(Problem description)
The material below should be written out in full and exactly; pictures stay out of the copy.

Recorded data:
......

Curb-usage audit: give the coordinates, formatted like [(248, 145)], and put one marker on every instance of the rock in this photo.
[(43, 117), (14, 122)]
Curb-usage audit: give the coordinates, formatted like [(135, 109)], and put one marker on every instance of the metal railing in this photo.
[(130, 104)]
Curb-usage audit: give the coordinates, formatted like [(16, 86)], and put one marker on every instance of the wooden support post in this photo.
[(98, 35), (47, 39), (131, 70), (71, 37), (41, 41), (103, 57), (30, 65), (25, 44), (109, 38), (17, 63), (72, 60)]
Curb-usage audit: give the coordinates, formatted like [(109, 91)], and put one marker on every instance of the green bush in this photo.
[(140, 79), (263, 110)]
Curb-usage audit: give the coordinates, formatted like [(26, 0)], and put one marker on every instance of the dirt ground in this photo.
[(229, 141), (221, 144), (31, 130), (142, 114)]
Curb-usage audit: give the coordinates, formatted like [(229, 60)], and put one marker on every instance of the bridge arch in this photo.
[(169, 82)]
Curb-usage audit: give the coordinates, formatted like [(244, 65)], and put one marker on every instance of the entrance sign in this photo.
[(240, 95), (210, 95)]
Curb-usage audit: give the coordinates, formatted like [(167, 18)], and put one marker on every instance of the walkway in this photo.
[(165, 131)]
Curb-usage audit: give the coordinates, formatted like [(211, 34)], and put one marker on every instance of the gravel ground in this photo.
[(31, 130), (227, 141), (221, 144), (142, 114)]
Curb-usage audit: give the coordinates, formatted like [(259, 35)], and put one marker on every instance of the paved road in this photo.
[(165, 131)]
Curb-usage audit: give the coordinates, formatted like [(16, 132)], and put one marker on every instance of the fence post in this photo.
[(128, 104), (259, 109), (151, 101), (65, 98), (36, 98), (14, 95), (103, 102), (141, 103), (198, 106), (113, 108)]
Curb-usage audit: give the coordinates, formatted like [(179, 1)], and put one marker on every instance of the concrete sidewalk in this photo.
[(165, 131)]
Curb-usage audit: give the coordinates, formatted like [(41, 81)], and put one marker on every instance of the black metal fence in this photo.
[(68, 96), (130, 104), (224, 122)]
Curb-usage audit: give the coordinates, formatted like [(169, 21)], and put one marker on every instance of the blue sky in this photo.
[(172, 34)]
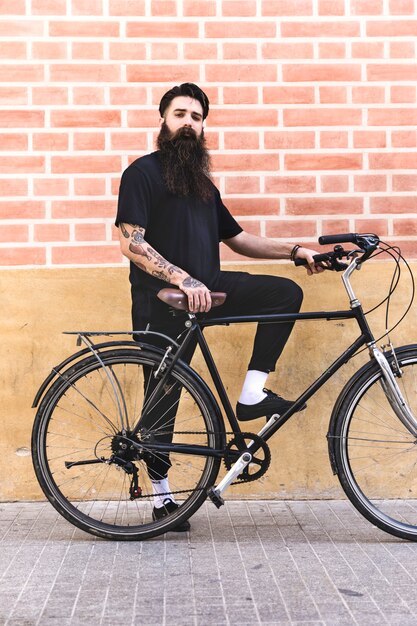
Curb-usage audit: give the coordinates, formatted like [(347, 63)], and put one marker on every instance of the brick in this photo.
[(334, 184), (237, 51), (92, 7), (321, 72), (238, 140), (245, 162), (287, 229), (322, 206), (50, 95), (49, 50), (248, 72), (203, 8), (131, 94), (288, 95), (242, 29), (90, 232), (78, 165), (50, 142), (82, 208), (13, 95), (21, 28), (89, 141), (364, 7), (85, 28), (22, 256), (293, 50), (243, 117), (406, 227), (85, 72), (332, 50), (206, 51), (276, 8), (322, 117), (289, 139), (126, 8), (82, 255), (240, 95), (51, 186), (88, 95), (85, 118), (49, 7), (51, 232), (404, 138), (370, 182), (342, 161), (377, 226), (87, 50), (391, 28), (314, 28), (170, 29), (13, 141), (126, 50), (404, 182), (333, 139), (242, 184), (29, 73), (170, 73), (335, 95), (290, 184), (22, 209), (22, 164), (13, 50), (392, 117), (403, 94), (394, 204), (90, 186), (369, 139), (13, 187), (129, 141), (18, 233)]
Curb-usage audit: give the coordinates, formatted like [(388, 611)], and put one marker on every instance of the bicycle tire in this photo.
[(375, 455), (79, 419)]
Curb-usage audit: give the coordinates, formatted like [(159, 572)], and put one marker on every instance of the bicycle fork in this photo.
[(392, 390)]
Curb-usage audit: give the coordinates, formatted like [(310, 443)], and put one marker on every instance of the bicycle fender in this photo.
[(365, 369)]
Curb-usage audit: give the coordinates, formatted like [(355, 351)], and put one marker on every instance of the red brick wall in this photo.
[(312, 125)]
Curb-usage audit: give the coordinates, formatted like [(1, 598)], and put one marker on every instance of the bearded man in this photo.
[(171, 220)]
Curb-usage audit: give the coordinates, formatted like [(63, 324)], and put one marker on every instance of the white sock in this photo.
[(161, 492), (252, 390)]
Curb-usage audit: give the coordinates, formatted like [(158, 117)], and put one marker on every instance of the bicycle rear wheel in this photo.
[(93, 469), (376, 456)]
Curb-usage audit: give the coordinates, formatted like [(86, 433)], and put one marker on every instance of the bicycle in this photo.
[(91, 452)]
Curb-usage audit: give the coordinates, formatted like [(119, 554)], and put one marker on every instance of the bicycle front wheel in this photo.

......

(Correct response)
Curb-usage audit: give the coordinates, formatted like [(248, 145)], and put one marker on every instance of the rock in this photo.
[(43, 117), (14, 122)]
Curb-usage audit: give the coordinates, formatted like [(135, 109)], and put one marker on every instance of the metal railing in this photo.
[(130, 104)]
Curb-usage audit: give the coordinates, formatted like [(16, 86)], and put one marker on every instance of the wooden support post in this photo.
[(98, 35), (47, 39), (131, 70), (71, 37), (41, 41), (103, 57), (30, 65), (25, 44), (109, 38), (17, 63), (72, 60)]
Curb-usage audit: give the coordinates, formatted like [(109, 91)], and put one marker on every instance of the green bush in this photo.
[(140, 79), (263, 110)]
Curb-usage audit: give the coordinates, formatted like [(26, 0)], and put one marker on every instance of the dirt ground in this photo.
[(229, 141), (221, 144), (31, 130), (142, 114)]
Curb-usage audit: give the coordinates, formatted like [(229, 60)], and put one marker on every instance of the bridge arch in this photo.
[(169, 82)]
Curb-usage audit: give the coordinates, formatted like [(244, 65)], and put one marker on every instance of the entrance sign in this photo.
[(240, 95), (210, 95)]
Curb-usage audit: give the coordinates, formatted like [(167, 18)], and put one marker on every instance of the walkway in this photo.
[(165, 131)]
Curb-usage audit: give the coordinates, formatted like [(211, 34)], and put one marker on every instance of the gravel ground in this photo.
[(31, 130), (227, 141), (221, 144), (142, 114)]
Curb-usage audit: give the coordinates, formatted like [(259, 35)], and put one marker on every instance of the paved road in this photo.
[(165, 131)]
Curb-usage audit: give the coordinates, formatted like [(16, 132)], and put one marker on every instance of the fence post in this photo.
[(128, 104), (259, 109), (151, 101), (65, 98), (36, 98), (14, 95), (103, 102), (141, 103), (198, 106), (113, 108)]
Curb-usage audit: give the coordinates, formatted like [(179, 1)], and put one marker on every instance of the concrete sidewalk in this photo.
[(165, 131)]
Curb-usage audit: give the coordinates, formatted like [(41, 81)], and put one marker on every instance of the black metal fence in this photo.
[(68, 96), (130, 104), (224, 122)]
Curb-usage audit: give the coordinates, formatted like [(169, 21)], and put one marker on every instance of the blue sky in this photo.
[(172, 34)]
Curb-usage audit: give the coordinates, formatted like [(347, 63)], and put one marker on every instance of the brick in this photo.
[(334, 184), (237, 51), (92, 7), (321, 72), (238, 140), (245, 162), (287, 229), (322, 206), (50, 95), (49, 50), (248, 72), (203, 8), (131, 94), (288, 95), (242, 29), (90, 232), (78, 165), (50, 142), (82, 208), (13, 95), (21, 28), (89, 141), (364, 7), (85, 28), (22, 256), (293, 50), (243, 117), (406, 227), (85, 72), (332, 50), (206, 51), (276, 8), (322, 117), (289, 139), (126, 8), (82, 255), (240, 95), (51, 186), (88, 95), (85, 118), (49, 7), (51, 232), (404, 138), (370, 182), (342, 161), (377, 226), (87, 50), (391, 28), (314, 28), (170, 29), (13, 141), (126, 50), (404, 182), (333, 139), (242, 184), (29, 73), (170, 73), (335, 95), (290, 184), (22, 209), (22, 164), (13, 50), (392, 117), (403, 94), (394, 204), (90, 186), (369, 139), (13, 187), (129, 141), (18, 233)]
Curb-usage audit: give the coordinates, formatted like [(388, 611)], and put one marker on every instance of the bicycle tire in this photo.
[(375, 455), (79, 419)]
Curb-usage audit: give the coordinates, formatted like [(159, 572)], and put one marker on every instance of the bicycle fork in this photo.
[(392, 390)]
Curb-usage audit: give the coordinates, formatted like [(310, 443)], and put one marker on every instance of the bicycle fender in this photo.
[(365, 369)]
Curb-usage audit: give the coordinates, formatted like [(355, 351)], and put one marker on every instance of the red brick wall in this photo.
[(312, 125)]
Curb-usage audit: give the coordinates, formatted like [(1, 598)], and put one marker on every instance of the bearded man in this photo.
[(171, 220)]
Curb-usage audit: give the coordinates, formatted like [(63, 324)], and put one marker on every instance of the white sock in this photo.
[(161, 492), (252, 390)]
Curb-usage audit: give the coordinates, formatted like [(158, 117)], and put one marker on every instance of the bicycle rear wheel in this photo.
[(93, 469), (376, 456)]
Curb-usage audit: give the coordinates, formatted like [(86, 433)], and put one marker on every instance of the bicycle in this photo.
[(91, 452)]
Curb-usage audit: give the coordinates, formatted like [(119, 554)], and put one marker on every instance of the bicycle front wheel in this photo.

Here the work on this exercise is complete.